Start of Given entries

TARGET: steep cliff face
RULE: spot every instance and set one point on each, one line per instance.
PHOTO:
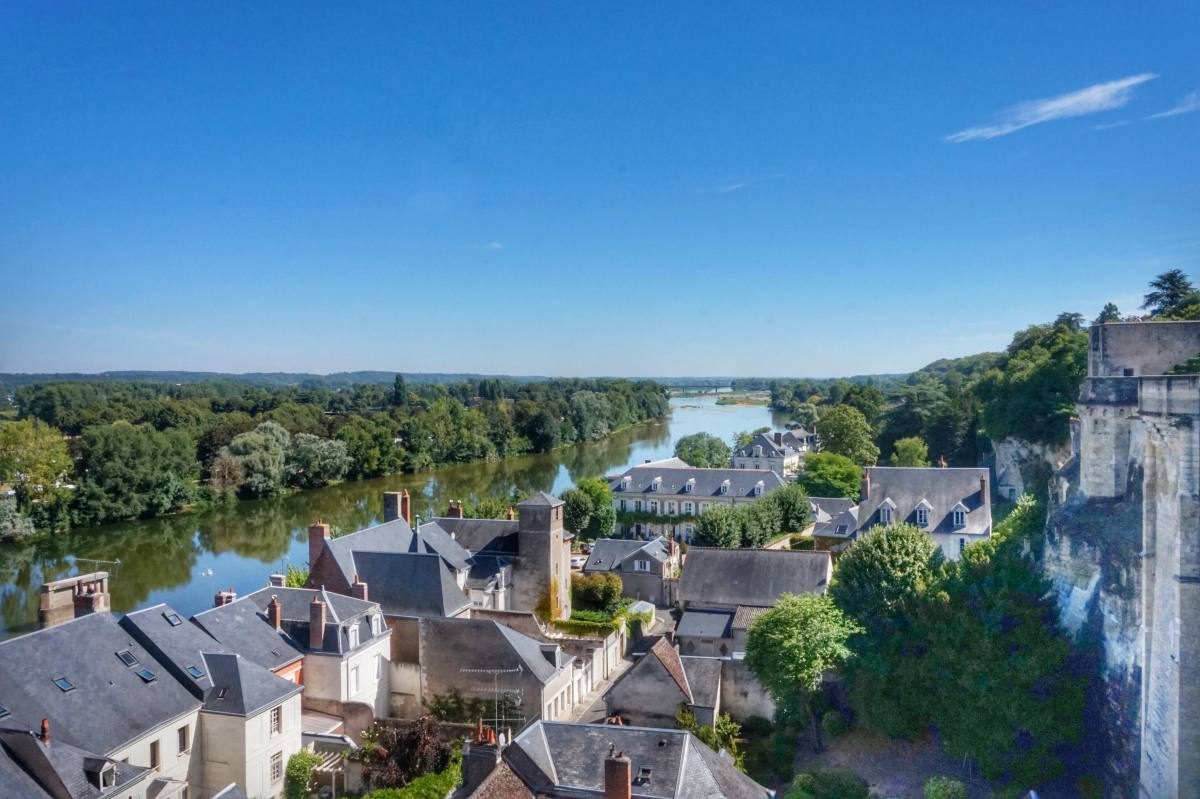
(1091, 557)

End of Given entries
Start of Given entries

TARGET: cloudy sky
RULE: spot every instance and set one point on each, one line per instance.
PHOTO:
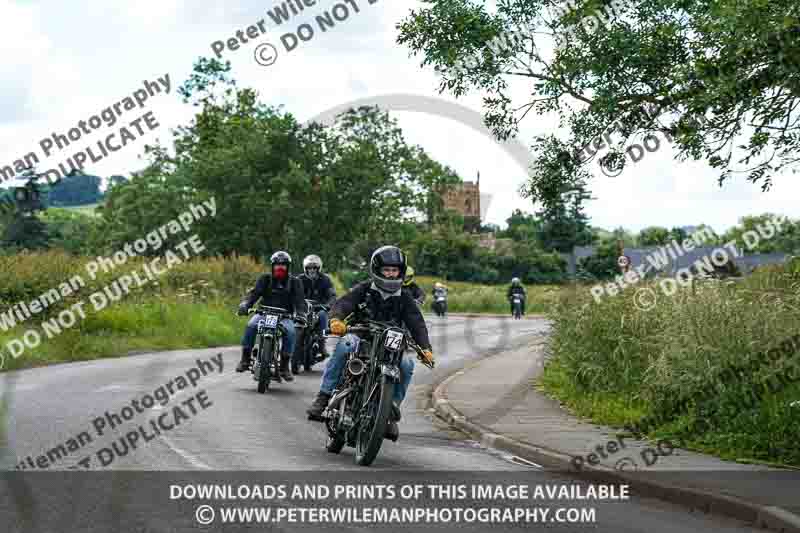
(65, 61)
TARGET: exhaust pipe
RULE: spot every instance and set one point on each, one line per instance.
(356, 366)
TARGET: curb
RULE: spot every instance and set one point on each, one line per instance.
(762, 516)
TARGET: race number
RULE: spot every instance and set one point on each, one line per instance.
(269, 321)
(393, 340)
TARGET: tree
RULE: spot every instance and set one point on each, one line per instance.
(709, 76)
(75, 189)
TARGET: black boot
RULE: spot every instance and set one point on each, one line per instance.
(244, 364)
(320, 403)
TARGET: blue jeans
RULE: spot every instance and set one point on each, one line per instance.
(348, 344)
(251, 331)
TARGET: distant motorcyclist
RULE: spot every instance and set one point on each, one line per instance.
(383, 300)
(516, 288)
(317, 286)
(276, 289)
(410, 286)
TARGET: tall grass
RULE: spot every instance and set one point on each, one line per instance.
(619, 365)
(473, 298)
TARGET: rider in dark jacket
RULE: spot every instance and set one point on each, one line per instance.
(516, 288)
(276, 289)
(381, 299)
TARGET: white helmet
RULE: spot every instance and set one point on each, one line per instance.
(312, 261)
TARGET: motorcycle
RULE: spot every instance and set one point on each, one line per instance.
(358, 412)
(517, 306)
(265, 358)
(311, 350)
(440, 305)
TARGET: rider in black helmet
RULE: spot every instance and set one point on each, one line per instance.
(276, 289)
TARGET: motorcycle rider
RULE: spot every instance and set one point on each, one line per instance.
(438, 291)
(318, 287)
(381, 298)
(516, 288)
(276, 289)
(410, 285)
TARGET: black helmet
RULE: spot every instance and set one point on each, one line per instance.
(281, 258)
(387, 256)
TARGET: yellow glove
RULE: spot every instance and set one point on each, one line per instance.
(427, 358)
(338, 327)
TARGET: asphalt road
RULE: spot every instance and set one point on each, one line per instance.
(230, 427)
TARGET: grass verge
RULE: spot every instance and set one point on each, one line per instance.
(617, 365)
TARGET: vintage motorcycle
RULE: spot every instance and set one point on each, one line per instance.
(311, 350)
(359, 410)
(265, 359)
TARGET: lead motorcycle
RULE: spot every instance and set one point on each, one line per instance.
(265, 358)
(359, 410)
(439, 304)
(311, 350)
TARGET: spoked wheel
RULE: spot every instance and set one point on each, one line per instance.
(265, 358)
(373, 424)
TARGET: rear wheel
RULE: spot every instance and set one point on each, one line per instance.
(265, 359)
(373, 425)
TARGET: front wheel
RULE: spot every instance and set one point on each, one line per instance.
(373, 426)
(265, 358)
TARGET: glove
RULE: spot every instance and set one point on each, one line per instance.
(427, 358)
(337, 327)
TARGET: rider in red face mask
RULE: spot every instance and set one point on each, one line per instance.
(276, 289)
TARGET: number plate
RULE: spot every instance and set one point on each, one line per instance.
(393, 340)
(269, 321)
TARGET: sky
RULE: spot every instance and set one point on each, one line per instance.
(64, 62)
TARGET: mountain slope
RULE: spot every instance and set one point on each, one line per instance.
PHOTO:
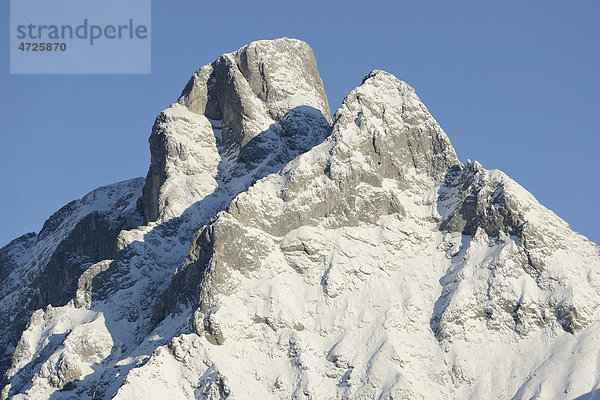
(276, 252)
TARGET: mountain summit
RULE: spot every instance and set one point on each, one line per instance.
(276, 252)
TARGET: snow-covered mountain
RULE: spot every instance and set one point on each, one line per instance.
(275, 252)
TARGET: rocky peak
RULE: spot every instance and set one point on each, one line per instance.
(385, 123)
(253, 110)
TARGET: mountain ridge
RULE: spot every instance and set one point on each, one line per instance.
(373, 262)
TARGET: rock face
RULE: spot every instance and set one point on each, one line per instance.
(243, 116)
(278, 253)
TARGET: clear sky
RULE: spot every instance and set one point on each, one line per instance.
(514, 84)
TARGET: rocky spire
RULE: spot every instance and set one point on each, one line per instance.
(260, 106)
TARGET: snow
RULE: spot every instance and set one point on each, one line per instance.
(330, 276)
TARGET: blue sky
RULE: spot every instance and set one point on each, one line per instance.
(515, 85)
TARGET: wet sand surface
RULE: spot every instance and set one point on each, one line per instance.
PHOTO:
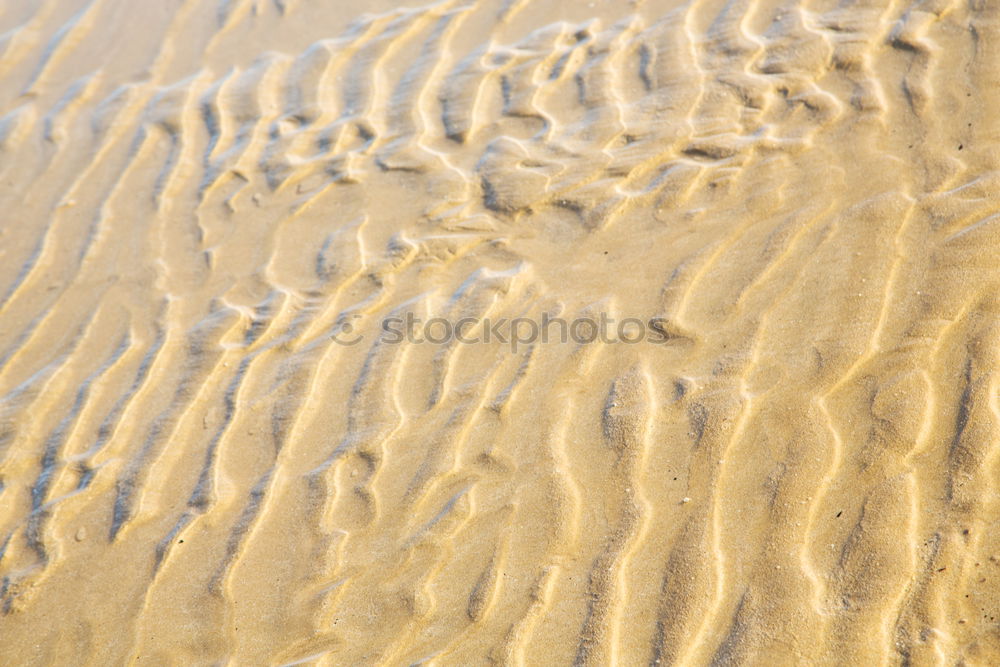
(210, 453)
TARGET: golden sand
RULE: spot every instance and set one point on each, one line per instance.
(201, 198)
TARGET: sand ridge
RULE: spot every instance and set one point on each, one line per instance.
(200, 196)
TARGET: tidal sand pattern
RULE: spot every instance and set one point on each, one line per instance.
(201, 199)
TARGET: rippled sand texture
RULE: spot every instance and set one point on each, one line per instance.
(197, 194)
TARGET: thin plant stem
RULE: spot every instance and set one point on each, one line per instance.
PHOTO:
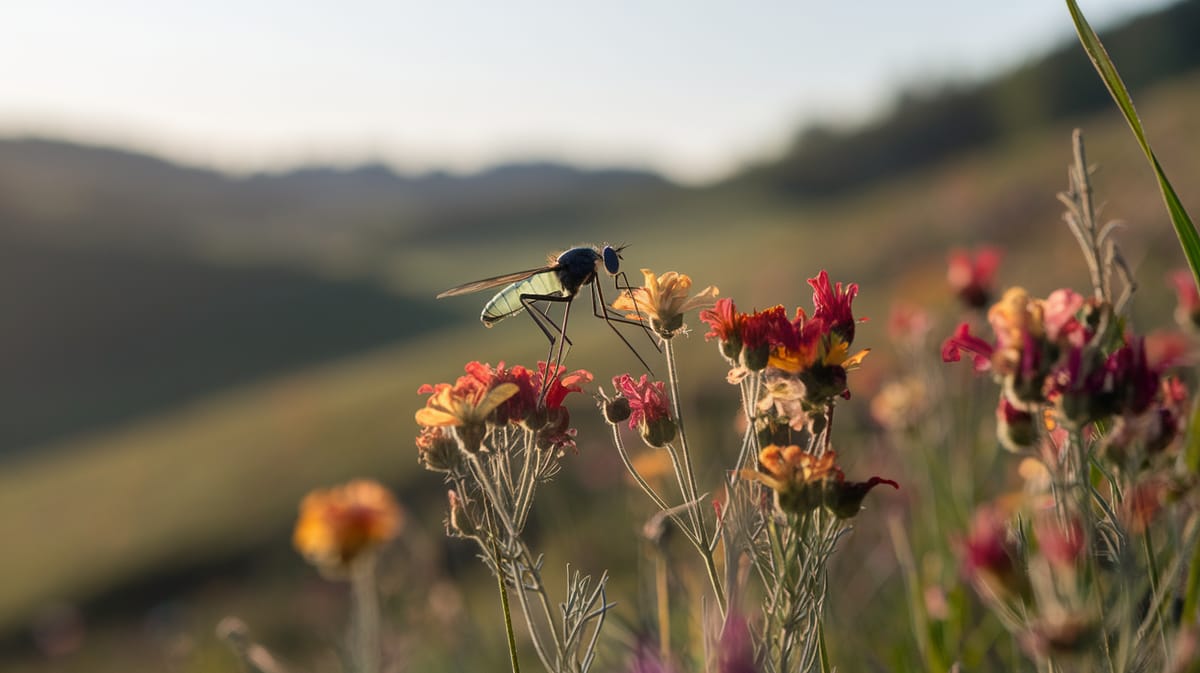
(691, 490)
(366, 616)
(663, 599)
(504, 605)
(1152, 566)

End of Given entries

Across all the records above, find each line with "rocky" in it and copy it.

TARGET: rocky peak
TARGET: rocky spire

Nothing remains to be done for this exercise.